**DATA FOR THE TASK**

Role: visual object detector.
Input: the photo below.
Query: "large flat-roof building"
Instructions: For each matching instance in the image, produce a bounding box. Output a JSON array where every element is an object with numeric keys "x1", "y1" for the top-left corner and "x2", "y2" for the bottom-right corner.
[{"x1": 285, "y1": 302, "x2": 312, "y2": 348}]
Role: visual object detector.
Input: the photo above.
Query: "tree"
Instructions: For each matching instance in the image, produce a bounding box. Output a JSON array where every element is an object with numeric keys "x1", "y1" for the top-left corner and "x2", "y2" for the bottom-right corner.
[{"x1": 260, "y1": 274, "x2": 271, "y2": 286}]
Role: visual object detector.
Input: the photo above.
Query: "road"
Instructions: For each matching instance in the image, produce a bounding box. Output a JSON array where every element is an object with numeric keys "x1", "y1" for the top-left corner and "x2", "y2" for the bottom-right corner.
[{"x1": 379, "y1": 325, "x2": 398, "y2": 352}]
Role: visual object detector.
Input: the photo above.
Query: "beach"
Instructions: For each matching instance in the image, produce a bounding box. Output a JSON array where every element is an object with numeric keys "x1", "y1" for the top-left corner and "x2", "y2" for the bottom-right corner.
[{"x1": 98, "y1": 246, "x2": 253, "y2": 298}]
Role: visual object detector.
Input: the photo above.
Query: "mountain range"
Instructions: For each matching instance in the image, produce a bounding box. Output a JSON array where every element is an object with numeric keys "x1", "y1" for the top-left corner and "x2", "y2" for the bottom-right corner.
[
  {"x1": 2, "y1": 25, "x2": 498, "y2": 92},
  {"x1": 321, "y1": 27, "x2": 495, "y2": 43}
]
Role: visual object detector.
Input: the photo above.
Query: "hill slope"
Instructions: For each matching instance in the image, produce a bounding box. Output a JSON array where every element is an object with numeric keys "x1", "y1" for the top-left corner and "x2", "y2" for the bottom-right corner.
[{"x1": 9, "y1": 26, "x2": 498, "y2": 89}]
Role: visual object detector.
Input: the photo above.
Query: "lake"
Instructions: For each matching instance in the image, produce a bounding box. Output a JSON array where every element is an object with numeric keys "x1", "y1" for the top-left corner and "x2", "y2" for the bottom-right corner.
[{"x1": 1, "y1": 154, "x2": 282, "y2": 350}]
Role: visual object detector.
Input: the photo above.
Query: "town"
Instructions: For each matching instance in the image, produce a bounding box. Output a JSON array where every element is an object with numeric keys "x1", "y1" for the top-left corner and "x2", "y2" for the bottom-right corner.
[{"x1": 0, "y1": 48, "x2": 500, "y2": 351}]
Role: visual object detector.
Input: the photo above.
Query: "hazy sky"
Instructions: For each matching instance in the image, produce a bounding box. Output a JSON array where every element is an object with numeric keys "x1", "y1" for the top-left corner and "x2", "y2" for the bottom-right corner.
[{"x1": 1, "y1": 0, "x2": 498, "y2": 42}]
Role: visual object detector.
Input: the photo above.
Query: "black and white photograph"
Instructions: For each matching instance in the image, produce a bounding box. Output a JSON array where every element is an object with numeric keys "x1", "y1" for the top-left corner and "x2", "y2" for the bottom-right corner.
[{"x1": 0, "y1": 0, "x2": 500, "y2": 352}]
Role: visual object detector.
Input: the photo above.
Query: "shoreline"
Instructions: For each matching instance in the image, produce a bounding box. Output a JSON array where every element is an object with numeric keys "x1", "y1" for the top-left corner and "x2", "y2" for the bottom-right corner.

**WHAT YOU ARE ASKED TO DO**
Pick out every line in the listing above that contains the string "Query", and copy each one.

**ANSWER TO THE EXERCISE**
Query: "large flat-roof building"
Query: "tree"
Query: "road"
Query: "beach"
Query: "mountain range"
Query: "hill slope"
Query: "lake"
Query: "town"
Query: "hazy sky"
Query: "black and white photograph"
Query: "shoreline"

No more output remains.